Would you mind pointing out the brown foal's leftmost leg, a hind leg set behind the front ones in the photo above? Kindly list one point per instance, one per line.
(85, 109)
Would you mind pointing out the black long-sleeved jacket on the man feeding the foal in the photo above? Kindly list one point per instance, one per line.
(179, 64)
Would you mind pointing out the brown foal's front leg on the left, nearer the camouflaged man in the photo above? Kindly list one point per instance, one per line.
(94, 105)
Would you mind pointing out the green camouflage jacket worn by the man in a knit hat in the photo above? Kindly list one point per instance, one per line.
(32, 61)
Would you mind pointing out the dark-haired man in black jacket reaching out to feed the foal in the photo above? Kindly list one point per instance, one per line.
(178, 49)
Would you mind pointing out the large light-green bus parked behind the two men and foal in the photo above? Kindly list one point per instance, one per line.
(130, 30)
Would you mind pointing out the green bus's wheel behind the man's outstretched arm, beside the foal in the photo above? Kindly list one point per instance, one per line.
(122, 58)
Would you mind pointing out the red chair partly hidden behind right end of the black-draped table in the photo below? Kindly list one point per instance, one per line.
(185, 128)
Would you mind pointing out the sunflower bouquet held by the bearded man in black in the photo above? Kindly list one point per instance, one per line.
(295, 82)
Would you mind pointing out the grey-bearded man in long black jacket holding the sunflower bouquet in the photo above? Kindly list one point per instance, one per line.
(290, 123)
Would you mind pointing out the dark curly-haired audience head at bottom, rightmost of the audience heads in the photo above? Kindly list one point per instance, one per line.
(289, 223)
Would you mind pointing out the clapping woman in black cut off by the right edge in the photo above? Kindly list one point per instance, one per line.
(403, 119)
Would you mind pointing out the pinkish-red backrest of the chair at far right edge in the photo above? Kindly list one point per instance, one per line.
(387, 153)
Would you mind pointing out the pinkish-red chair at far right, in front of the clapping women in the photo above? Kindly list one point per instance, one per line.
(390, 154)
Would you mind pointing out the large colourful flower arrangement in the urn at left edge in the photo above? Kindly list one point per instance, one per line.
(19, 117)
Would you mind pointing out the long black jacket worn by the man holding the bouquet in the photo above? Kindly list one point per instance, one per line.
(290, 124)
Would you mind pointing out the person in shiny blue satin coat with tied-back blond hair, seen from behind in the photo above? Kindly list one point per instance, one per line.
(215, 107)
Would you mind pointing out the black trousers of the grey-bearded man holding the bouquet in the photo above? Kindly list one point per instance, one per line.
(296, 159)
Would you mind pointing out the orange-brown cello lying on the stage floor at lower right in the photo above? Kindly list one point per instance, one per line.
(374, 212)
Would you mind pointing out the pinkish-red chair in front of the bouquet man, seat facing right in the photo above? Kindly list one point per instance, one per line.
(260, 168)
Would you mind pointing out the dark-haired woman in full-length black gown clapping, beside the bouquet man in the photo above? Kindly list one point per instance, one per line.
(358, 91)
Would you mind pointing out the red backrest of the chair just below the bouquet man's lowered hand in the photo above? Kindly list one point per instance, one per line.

──────────────────────────────

Every word of every entry must be returned as it appears.

Answer for this exercise:
Would you mind pointing out the brown foal's leftmost leg, a hind leg set behind the front ones in the photo above? Kindly list one point per instance, one per line.
(85, 109)
Would you mind pointing out the black long-sleeved jacket on the man feeding the foal in the photo above? Kindly list one point per instance, one per line.
(179, 64)
Would you mind pointing out the brown foal's front leg on the left, nearer the camouflaged man in the photo above? Kindly list one point per instance, one per line.
(94, 105)
Would you mind pointing out the green camouflage jacket worn by the man in a knit hat in the photo above? Kindly list one point per instance, one per line.
(32, 61)
Would you mind pointing out the dark-haired man in black jacket reaching out to feed the foal in the photo above? Kindly list one point per instance, one per line.
(178, 49)
Would you mind pointing out the large light-green bus parked behind the two men and foal in the photo above? Kindly list one point per instance, one per line.
(130, 30)
Would you mind pointing out the green bus's wheel behind the man's outstretched arm, beside the foal in the photo above? Kindly list one point per instance, one per line.
(122, 58)
Would you mind pointing out the red chair partly hidden behind right end of the black-draped table in the photo below? Kindly list one point per instance, one per line.
(185, 128)
Would you mind pointing out the sunflower bouquet held by the bearded man in black in the photo above? Kindly list one point per instance, one per line.
(295, 82)
Would you mind pointing out the grey-bearded man in long black jacket holding the sunflower bouquet in the photo above? Kindly list one point per instance, one per line.
(290, 123)
Would you mind pointing out the dark curly-haired audience head at bottom, rightmost of the audience heads in the photo above? Kindly list one point per instance, one per line.
(289, 223)
Would you mind pointing out the clapping woman in black cut off by the right edge in the photo above? Kindly list one point per instance, one per line.
(403, 119)
Would you mind pointing out the pinkish-red backrest of the chair at far right edge in the photo above? Kindly list one point per instance, one per line.
(387, 153)
Would you mind pointing out the pinkish-red chair at far right, in front of the clapping women in the photo above? Kindly list one point per instance, one per line.
(390, 154)
Would you mind pointing out the large colourful flower arrangement in the urn at left edge in the photo above? Kindly list one point per instance, one per line.
(19, 117)
Would you mind pointing out the long black jacket worn by the man holding the bouquet in the photo above? Kindly list one point per instance, one per line.
(290, 124)
Would you mind pointing out the person in shiny blue satin coat with tied-back blond hair, seen from behind in the photo above? Kindly list one point per instance, one per line.
(215, 107)
Would you mind pointing out the black trousers of the grey-bearded man holding the bouquet in the photo above? Kindly list one point per instance, one per line.
(296, 159)
Would you mind pointing out the orange-brown cello lying on the stage floor at lower right in the photo above? Kindly list one point per instance, one per line.
(374, 212)
Would you mind pointing out the pinkish-red chair in front of the bouquet man, seat facing right in the photo above? Kindly list one point per instance, one per line.
(260, 168)
Would you mind pointing out the dark-haired woman in full-length black gown clapping, beside the bouquet man in the photo above? Kindly list one point per instance, one per line.
(358, 91)
Would you mind pointing out the red backrest of the chair just below the bouquet man's lowered hand in the photo above? Kindly list one point per instance, one per line.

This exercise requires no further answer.